Where "panel" appears in a line of the entries below, that line should be copied.
+++ Given records
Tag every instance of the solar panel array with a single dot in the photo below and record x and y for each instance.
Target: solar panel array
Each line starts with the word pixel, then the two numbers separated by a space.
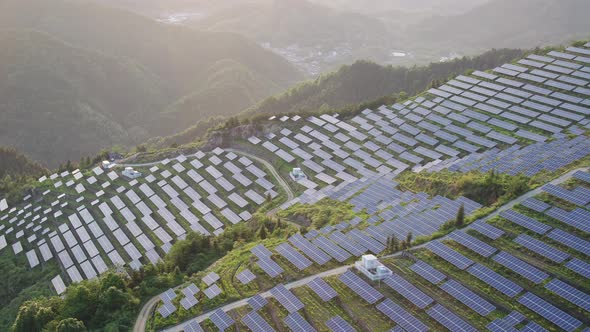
pixel 494 279
pixel 338 324
pixel 286 298
pixel 569 293
pixel 448 319
pixel 450 255
pixel 256 323
pixel 400 316
pixel 113 220
pixel 361 287
pixel 428 272
pixel 322 289
pixel 221 319
pixel 549 312
pixel 521 267
pixel 297 323
pixel 257 302
pixel 468 297
pixel 408 290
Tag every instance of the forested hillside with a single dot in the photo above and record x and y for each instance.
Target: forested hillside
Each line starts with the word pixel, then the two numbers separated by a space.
pixel 12 164
pixel 89 78
pixel 365 81
pixel 505 23
pixel 350 86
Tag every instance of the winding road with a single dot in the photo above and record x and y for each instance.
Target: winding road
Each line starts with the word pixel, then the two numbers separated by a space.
pixel 148 307
pixel 271 169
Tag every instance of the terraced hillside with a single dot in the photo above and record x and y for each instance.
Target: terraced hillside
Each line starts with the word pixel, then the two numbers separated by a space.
pixel 108 220
pixel 529 117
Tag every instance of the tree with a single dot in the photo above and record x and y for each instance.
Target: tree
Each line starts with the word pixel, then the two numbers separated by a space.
pixel 409 239
pixel 70 325
pixel 460 220
pixel 394 243
pixel 33 315
pixel 262 233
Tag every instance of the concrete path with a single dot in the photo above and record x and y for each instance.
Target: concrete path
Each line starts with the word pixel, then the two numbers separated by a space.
pixel 243 302
pixel 271 169
pixel 177 328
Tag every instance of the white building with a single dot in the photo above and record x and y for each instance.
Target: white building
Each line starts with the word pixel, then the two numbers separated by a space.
pixel 131 173
pixel 372 268
pixel 297 174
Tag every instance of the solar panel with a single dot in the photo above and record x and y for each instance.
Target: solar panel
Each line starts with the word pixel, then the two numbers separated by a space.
pixel 570 293
pixel 256 323
pixel 525 221
pixel 506 323
pixel 448 319
pixel 261 251
pixel 487 229
pixel 535 204
pixel 338 324
pixel 293 256
pixel 297 323
pixel 270 267
pixel 473 243
pixel 570 240
pixel 221 320
pixel 584 176
pixel 331 249
pixel 521 267
pixel 408 290
pixel 309 249
pixel 580 267
pixel 579 197
pixel 468 297
pixel 286 298
pixel 549 312
pixel 450 255
pixel 497 281
pixel 167 309
pixel 192 326
pixel 322 289
pixel 212 291
pixel 168 295
pixel 533 327
pixel 246 276
pixel 400 316
pixel 188 302
pixel 257 302
pixel 541 248
pixel 428 272
pixel 361 287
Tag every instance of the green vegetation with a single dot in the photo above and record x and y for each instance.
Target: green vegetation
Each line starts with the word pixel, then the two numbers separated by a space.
pixel 80 70
pixel 367 81
pixel 19 284
pixel 17 172
pixel 112 301
pixel 325 212
pixel 485 188
pixel 347 91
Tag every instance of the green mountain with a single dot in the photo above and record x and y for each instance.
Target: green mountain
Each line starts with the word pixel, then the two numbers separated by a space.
pixel 14 164
pixel 286 22
pixel 92 76
pixel 505 23
pixel 366 81
pixel 350 87
pixel 60 102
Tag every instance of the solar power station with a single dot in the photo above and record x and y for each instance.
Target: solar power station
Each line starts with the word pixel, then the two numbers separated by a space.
pixel 523 267
pixel 111 221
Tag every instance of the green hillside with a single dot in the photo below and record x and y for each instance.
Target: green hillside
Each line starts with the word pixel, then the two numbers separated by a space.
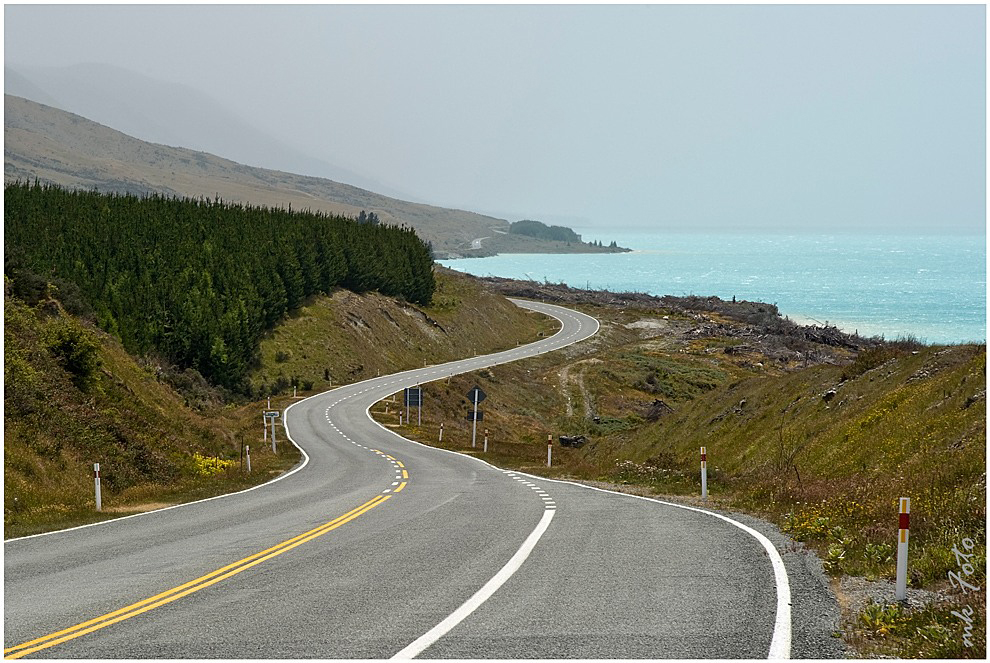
pixel 200 281
pixel 73 396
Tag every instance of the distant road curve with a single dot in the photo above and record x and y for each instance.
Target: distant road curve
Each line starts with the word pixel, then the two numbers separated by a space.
pixel 381 547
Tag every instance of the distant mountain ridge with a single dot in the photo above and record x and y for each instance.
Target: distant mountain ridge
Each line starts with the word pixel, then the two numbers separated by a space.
pixel 51 145
pixel 172 114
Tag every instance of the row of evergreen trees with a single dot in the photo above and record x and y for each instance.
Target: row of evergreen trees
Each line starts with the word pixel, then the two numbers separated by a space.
pixel 201 281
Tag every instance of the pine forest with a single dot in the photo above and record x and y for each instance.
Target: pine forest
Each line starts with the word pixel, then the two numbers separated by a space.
pixel 200 281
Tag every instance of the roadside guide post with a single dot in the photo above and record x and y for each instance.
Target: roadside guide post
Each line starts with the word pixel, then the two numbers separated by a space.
pixel 99 492
pixel 704 474
pixel 903 526
pixel 476 395
pixel 272 415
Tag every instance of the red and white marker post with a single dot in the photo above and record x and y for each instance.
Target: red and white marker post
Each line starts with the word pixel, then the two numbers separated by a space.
pixel 704 474
pixel 903 526
pixel 99 491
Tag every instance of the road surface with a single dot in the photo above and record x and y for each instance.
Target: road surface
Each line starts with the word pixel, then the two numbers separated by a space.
pixel 377 546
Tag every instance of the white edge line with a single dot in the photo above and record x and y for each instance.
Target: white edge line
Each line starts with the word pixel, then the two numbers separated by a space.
pixel 780 643
pixel 478 598
pixel 297 468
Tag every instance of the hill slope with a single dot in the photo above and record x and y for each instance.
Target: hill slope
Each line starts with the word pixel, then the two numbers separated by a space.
pixel 54 146
pixel 51 145
pixel 74 397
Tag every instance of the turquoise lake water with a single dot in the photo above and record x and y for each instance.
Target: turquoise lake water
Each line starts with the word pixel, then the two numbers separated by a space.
pixel 930 287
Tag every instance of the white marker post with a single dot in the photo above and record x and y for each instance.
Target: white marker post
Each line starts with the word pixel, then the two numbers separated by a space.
pixel 99 492
pixel 903 525
pixel 704 474
pixel 474 420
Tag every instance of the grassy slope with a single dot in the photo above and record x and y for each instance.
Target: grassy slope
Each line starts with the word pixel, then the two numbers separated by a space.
pixel 131 421
pixel 829 472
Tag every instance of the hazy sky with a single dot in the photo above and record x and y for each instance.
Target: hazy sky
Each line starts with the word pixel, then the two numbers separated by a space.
pixel 692 117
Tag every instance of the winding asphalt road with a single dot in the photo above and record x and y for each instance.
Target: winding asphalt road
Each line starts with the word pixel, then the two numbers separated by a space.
pixel 378 547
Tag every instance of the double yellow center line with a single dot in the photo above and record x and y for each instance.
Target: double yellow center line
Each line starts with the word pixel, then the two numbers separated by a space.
pixel 202 582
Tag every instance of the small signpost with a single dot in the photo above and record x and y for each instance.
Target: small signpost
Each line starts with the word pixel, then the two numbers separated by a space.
pixel 476 395
pixel 272 415
pixel 414 396
pixel 99 491
pixel 903 528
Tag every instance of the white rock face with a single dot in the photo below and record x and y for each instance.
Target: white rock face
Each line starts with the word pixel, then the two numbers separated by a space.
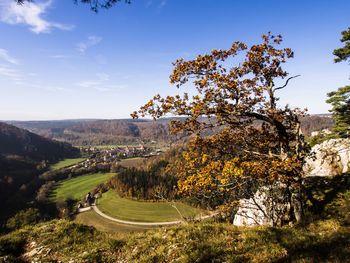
pixel 251 211
pixel 264 208
pixel 329 158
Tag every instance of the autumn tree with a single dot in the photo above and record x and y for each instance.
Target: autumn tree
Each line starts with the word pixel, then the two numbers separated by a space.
pixel 255 144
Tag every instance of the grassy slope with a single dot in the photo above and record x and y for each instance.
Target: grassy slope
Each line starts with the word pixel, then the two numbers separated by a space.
pixel 91 218
pixel 66 163
pixel 322 241
pixel 132 162
pixel 126 209
pixel 77 187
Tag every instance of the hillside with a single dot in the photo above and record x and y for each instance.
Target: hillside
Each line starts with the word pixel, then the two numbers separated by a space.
pixel 128 131
pixel 20 142
pixel 23 156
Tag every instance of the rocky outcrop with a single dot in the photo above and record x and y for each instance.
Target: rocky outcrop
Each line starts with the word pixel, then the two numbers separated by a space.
pixel 271 205
pixel 329 158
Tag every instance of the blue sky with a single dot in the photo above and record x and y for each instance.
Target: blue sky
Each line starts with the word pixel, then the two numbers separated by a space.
pixel 61 61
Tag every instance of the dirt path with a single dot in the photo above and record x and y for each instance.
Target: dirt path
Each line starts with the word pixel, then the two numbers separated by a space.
pixel 98 211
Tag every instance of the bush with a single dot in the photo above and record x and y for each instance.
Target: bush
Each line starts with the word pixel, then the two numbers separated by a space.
pixel 340 208
pixel 29 216
pixel 12 245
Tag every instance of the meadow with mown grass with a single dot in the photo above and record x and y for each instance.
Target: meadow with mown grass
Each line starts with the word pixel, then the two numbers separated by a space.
pixel 66 163
pixel 145 211
pixel 76 188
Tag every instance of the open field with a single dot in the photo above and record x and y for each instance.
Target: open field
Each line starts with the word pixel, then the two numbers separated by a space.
pixel 66 163
pixel 121 208
pixel 132 162
pixel 90 218
pixel 76 188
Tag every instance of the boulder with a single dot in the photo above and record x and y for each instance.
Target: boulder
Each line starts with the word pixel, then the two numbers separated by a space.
pixel 329 158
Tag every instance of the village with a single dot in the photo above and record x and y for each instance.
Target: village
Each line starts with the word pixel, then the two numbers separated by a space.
pixel 113 154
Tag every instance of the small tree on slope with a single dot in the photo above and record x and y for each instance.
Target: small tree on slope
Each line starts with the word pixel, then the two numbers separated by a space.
pixel 255 143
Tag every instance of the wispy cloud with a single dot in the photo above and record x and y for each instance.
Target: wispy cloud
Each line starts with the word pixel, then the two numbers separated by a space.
pixel 4 55
pixel 162 3
pixel 30 14
pixel 59 56
pixel 10 72
pixel 100 83
pixel 158 3
pixel 90 42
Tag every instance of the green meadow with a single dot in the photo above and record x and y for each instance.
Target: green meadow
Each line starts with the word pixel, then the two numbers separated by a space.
pixel 76 188
pixel 66 163
pixel 126 209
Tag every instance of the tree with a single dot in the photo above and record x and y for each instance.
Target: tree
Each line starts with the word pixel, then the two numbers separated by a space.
pixel 340 101
pixel 255 142
pixel 343 54
pixel 95 5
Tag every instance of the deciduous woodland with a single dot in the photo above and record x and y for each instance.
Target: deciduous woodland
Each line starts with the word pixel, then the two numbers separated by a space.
pixel 221 170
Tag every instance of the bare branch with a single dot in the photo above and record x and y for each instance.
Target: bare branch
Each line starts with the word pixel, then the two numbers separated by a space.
pixel 285 85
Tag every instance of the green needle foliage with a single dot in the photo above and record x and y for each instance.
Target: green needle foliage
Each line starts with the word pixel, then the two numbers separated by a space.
pixel 340 101
pixel 343 53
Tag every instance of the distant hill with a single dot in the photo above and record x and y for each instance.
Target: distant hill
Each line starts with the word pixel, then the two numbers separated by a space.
pixel 20 142
pixel 100 132
pixel 128 131
pixel 23 157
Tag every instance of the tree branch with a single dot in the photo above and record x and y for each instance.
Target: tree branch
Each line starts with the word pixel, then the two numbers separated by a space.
pixel 286 83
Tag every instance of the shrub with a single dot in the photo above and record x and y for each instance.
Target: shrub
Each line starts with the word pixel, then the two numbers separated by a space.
pixel 25 217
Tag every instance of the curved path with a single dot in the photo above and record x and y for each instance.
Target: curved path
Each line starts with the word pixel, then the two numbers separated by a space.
pixel 98 211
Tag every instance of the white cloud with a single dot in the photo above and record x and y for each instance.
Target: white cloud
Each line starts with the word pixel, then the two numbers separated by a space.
pixel 30 14
pixel 4 55
pixel 162 3
pixel 100 83
pixel 10 73
pixel 103 76
pixel 90 42
pixel 88 84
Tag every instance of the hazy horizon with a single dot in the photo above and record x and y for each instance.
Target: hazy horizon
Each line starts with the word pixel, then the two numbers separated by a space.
pixel 60 61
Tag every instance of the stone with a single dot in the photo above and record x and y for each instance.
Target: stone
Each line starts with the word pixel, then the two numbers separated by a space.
pixel 329 158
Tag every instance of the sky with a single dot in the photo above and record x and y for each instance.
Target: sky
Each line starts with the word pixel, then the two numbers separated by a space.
pixel 59 60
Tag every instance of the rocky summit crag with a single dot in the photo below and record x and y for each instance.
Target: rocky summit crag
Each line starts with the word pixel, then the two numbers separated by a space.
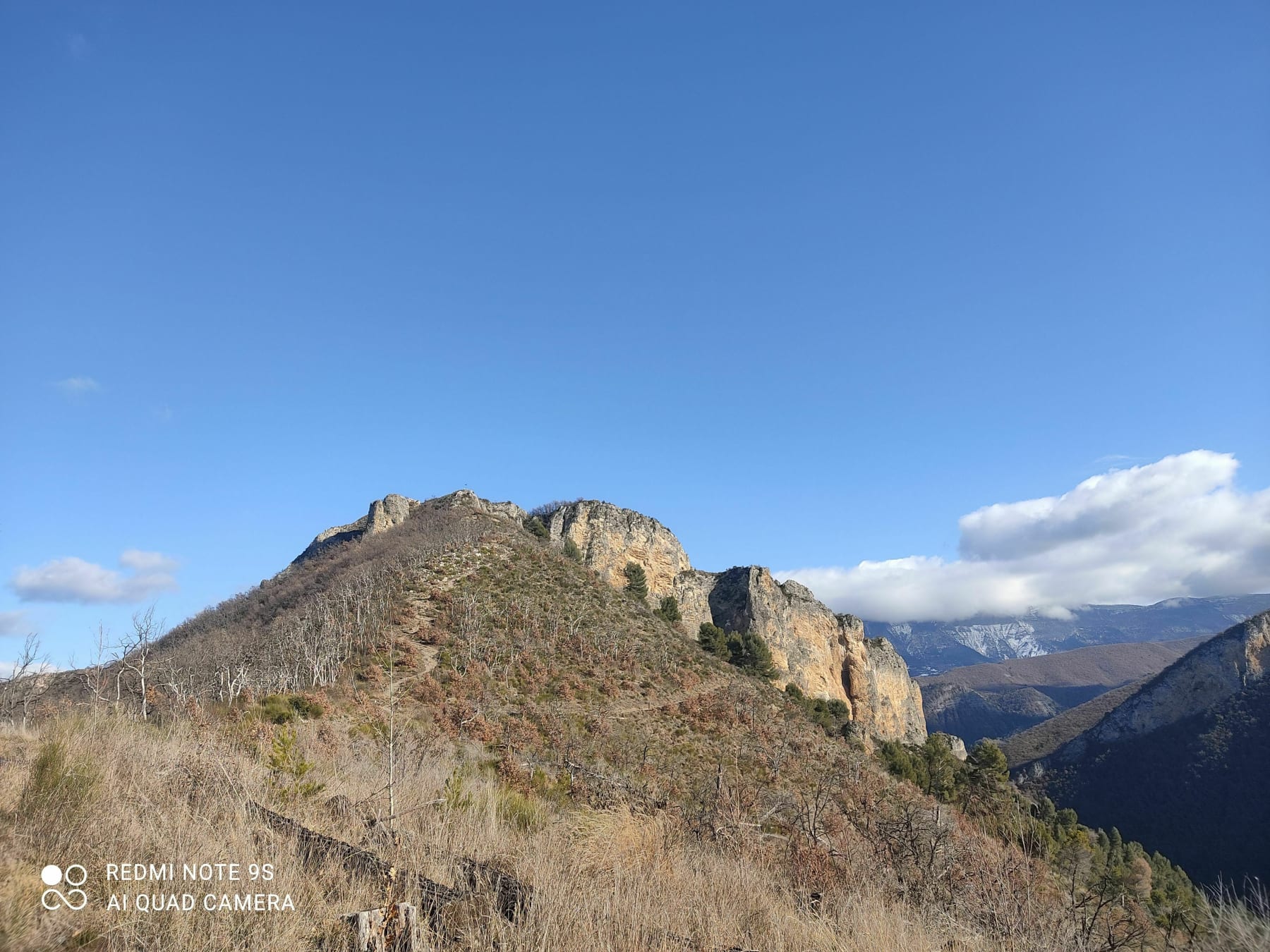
pixel 823 654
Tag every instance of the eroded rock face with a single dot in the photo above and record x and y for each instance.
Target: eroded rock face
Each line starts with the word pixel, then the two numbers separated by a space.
pixel 825 654
pixel 691 590
pixel 395 509
pixel 1209 674
pixel 384 514
pixel 610 537
pixel 892 700
pixel 806 637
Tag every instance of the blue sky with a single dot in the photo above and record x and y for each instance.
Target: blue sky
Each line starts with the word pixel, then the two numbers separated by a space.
pixel 808 282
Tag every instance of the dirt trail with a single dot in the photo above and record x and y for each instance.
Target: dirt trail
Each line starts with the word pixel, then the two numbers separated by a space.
pixel 706 687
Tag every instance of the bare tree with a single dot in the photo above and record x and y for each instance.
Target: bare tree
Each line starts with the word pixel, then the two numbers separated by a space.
pixel 136 650
pixel 95 674
pixel 25 683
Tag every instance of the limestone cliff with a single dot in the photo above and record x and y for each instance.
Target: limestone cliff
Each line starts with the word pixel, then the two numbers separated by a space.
pixel 1206 676
pixel 610 539
pixel 395 509
pixel 806 639
pixel 822 653
pixel 826 655
pixel 893 704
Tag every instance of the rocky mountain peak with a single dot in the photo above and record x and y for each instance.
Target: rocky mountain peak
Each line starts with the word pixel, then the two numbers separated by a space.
pixel 825 654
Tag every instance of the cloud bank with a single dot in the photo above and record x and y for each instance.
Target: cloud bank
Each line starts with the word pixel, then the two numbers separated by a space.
pixel 1170 528
pixel 87 583
pixel 78 386
pixel 13 623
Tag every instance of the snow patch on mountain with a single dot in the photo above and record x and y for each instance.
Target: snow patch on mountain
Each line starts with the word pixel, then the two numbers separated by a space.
pixel 1000 640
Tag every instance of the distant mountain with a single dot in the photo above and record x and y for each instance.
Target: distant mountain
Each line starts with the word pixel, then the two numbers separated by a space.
pixel 1001 698
pixel 1183 764
pixel 933 647
pixel 1043 739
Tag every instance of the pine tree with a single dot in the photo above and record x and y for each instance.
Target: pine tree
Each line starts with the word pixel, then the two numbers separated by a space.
pixel 670 609
pixel 636 582
pixel 713 639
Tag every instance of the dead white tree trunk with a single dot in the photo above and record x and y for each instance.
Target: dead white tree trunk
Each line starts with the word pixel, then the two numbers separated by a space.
pixel 387 929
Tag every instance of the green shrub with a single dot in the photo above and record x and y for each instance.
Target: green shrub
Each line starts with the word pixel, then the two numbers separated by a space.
pixel 290 768
pixel 713 639
pixel 636 582
pixel 670 609
pixel 56 783
pixel 524 812
pixel 284 709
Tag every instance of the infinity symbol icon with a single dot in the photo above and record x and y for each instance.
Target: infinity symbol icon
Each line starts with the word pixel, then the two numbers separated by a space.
pixel 74 899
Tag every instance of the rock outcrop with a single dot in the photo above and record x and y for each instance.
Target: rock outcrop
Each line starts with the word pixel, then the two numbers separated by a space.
pixel 395 509
pixel 825 654
pixel 610 539
pixel 892 700
pixel 1209 674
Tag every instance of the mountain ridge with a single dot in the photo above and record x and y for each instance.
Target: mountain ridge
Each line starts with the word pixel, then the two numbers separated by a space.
pixel 933 647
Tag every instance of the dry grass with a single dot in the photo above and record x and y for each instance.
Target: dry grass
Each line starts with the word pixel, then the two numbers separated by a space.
pixel 603 880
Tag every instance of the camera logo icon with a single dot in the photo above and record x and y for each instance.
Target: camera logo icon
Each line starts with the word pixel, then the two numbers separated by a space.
pixel 54 876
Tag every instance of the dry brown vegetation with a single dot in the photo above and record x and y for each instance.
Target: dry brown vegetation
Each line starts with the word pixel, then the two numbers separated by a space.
pixel 530 717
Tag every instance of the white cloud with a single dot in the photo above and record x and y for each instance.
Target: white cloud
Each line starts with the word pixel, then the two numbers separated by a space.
pixel 6 668
pixel 13 623
pixel 78 386
pixel 87 583
pixel 1170 528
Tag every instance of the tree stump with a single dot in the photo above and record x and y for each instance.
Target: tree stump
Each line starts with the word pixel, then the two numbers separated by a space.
pixel 387 929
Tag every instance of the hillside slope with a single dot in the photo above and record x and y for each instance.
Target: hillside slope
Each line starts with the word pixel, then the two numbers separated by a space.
pixel 538 723
pixel 997 700
pixel 1184 762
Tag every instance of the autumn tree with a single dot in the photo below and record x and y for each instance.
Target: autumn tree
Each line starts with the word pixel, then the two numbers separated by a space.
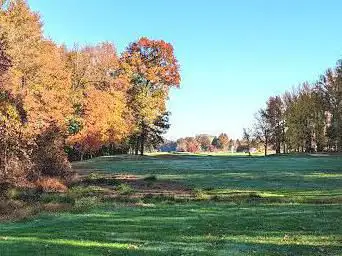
pixel 100 113
pixel 262 128
pixel 204 141
pixel 247 136
pixel 223 141
pixel 152 70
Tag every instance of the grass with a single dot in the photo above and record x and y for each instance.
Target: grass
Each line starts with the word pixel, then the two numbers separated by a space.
pixel 241 206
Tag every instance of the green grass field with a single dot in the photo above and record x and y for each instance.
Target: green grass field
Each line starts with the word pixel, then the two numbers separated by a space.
pixel 237 205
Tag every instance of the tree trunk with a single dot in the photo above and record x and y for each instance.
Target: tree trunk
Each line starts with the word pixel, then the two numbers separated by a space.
pixel 137 146
pixel 142 141
pixel 266 144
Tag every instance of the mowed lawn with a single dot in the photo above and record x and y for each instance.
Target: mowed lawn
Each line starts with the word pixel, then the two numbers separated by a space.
pixel 286 205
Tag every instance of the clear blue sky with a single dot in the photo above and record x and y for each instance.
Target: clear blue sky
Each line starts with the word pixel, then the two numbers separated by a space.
pixel 233 54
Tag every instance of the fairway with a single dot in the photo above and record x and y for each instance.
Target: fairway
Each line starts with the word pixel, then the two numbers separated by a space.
pixel 238 205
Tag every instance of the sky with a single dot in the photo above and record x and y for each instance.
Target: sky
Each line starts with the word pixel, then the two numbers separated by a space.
pixel 233 54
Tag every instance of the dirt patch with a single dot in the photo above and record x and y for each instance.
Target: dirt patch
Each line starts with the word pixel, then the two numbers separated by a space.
pixel 141 187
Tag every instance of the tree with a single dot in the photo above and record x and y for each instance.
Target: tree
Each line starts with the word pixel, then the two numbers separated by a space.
pixel 274 113
pixel 247 137
pixel 181 145
pixel 192 145
pixel 101 116
pixel 262 128
pixel 223 141
pixel 215 143
pixel 152 70
pixel 204 142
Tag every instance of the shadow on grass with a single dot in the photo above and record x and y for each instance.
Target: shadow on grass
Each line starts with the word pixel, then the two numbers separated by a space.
pixel 180 229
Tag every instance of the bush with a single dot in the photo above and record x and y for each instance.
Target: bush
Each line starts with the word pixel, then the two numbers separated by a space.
pixel 50 185
pixel 124 189
pixel 49 156
pixel 150 178
pixel 200 194
pixel 85 203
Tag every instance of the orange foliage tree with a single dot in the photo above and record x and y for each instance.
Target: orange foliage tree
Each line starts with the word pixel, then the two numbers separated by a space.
pixel 152 69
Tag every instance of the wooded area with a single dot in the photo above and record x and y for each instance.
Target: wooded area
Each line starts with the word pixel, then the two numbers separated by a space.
pixel 58 103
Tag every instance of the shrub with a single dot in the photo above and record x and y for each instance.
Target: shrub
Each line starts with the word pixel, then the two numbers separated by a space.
pixel 49 156
pixel 85 203
pixel 200 194
pixel 50 185
pixel 124 189
pixel 150 178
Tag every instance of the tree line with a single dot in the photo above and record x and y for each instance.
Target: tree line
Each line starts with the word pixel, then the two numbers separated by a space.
pixel 306 119
pixel 58 103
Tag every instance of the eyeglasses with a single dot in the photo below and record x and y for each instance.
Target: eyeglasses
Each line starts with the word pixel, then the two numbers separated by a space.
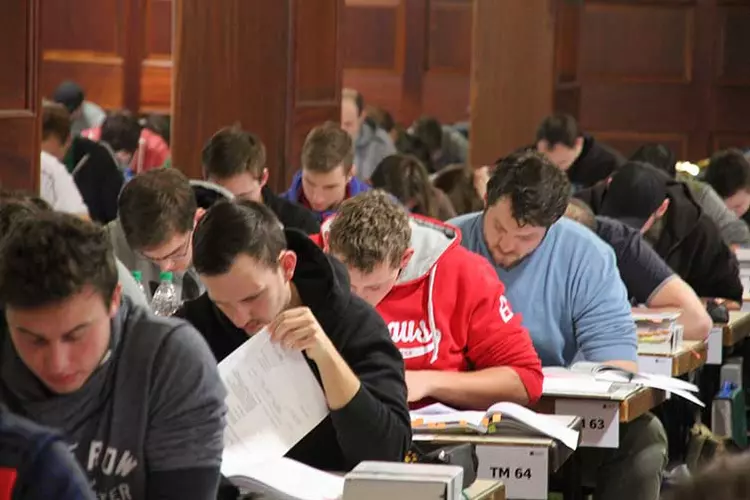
pixel 179 253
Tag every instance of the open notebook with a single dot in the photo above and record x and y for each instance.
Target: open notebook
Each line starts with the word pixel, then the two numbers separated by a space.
pixel 596 379
pixel 283 479
pixel 500 418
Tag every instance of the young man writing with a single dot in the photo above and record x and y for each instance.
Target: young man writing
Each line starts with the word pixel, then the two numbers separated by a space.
pixel 648 279
pixel 445 309
pixel 260 275
pixel 157 212
pixel 669 218
pixel 564 282
pixel 137 397
pixel 236 160
pixel 328 175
++++++
**Expected output:**
Tag every instance of the solar panel array with a single dot in the photo below and record x and y for each instance.
Target: solar panel array
Tag every instance of the solar panel with a single dot in the photo above and record x and y for each instance.
Target: solar panel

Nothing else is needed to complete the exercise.